Estratto scelto:
####################

Messaggio da Dora » giovedì 11 settembre 2014, 11:58

alfaa ha scritto:ok ;)
Sapevo di poter contare sulla tua comprensione. :D
Per tornare in topic allora, ho letto recentemente un post del fondatore di plus onlus,su questo forum. Ma sbaglio o ha detto che in italia i gay s+ sono il 10% dei gay , e in città come milano roma e bologna oltre il 12 % ? Come a Londra praticamente. E' tantissimo. Oltre il 12 % significa un gay su 8 circa.Anche se non ho capito questi dati come li ha avuti,io di dati italiani di questo tipo non ne ho trovati proprio in giro
Non so su che cosa basasse i suoi ragionamenti. So però che all'università di Bologna ci sono diverse persone che studiano il contagio fra MSM e forse hanno dati più precisi.

####################

Dati forniti:
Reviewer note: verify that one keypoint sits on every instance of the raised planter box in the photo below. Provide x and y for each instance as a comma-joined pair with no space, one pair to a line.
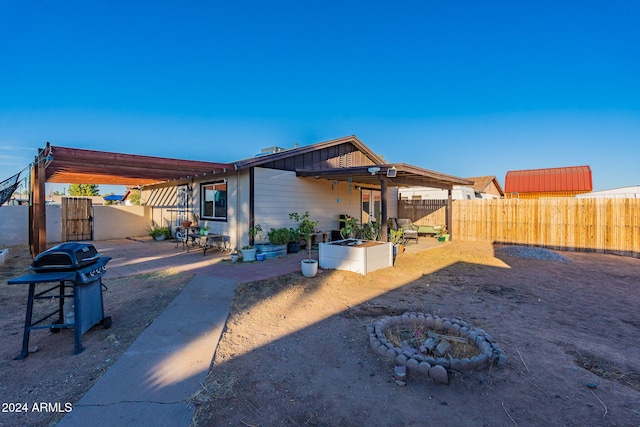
358,256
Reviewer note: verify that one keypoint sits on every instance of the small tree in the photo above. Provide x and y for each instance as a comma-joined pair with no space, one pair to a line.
305,227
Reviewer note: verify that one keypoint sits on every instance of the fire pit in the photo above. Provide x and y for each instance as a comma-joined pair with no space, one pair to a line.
430,344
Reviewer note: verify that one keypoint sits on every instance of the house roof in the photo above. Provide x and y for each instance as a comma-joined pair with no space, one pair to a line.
572,178
331,160
324,159
283,154
77,166
406,176
480,183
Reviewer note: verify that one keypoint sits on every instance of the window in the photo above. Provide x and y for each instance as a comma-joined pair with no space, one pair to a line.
213,201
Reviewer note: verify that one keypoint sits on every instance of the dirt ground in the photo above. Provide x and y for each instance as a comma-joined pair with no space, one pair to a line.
52,374
295,350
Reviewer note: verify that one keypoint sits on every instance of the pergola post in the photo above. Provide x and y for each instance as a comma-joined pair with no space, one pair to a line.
37,208
449,214
383,206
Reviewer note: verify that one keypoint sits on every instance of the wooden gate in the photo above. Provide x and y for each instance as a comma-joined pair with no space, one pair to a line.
77,218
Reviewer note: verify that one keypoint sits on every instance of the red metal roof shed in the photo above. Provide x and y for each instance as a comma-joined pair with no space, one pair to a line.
571,178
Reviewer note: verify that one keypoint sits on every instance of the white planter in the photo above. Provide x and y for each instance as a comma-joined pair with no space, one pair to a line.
271,251
249,255
309,267
361,257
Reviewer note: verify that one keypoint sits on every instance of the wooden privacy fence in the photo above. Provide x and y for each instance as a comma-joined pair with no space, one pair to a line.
600,225
424,212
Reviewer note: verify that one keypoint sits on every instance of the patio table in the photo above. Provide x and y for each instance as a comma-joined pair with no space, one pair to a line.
206,241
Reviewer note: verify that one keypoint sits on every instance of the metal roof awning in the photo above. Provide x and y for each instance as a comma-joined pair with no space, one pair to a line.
75,166
399,175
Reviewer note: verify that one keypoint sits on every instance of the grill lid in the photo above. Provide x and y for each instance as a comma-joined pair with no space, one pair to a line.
66,256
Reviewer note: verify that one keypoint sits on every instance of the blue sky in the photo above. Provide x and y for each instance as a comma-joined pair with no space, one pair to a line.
465,88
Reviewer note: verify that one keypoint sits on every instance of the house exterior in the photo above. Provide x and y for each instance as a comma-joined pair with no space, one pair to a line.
328,179
550,182
484,187
632,192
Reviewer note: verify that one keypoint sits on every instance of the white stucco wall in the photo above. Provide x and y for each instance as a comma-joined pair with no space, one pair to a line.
14,225
117,221
279,193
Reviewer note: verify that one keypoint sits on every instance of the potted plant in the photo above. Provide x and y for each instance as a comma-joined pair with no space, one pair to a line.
397,240
204,230
249,252
160,233
306,227
351,228
277,246
443,235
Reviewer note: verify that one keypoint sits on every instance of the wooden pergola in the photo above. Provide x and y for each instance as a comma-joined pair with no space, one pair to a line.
76,166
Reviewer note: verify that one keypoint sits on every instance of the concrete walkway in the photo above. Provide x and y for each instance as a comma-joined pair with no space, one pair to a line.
151,383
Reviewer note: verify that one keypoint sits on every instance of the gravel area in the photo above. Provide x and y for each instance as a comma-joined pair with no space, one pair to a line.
529,252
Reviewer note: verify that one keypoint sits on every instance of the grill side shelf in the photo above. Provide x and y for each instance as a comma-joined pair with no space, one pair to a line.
58,276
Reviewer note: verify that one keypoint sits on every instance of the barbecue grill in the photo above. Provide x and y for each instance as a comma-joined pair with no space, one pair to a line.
73,266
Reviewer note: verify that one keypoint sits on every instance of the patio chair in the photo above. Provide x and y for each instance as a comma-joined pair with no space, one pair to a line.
181,236
409,230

####################

Continua il messaggio del forum sul contagio tra i gay dopo l'ultima frase riportata sopra.

Risposta:
Se di "dati italiani di questo tipo non ne [hai] trovati proprio in giro", temo che una parte consistente di responsabilità possiamo addebitarla proprio all'ISTAT, che manda questionari per lettera nelle case degli italiani, indirizzandoli a un preciso membro della famiglia, per chiedergli se è gay; oppure, sempre per sapere se uno è gay, gli chiedono se si è mai innamorato di un uomo (non "se ha fatto sesso", proprio "se si è innamorato"). Questi sono i nostri esperti: totale mancanza di attenzione alla privacy delle persone da una parte, e dall'altra una sensibilità da Collegio delle Fanciulle, che gli impedisce di fare le domande giuste. Così si finisce per sottostimare il numero dei contagi e si pubblicano dati sbagliati.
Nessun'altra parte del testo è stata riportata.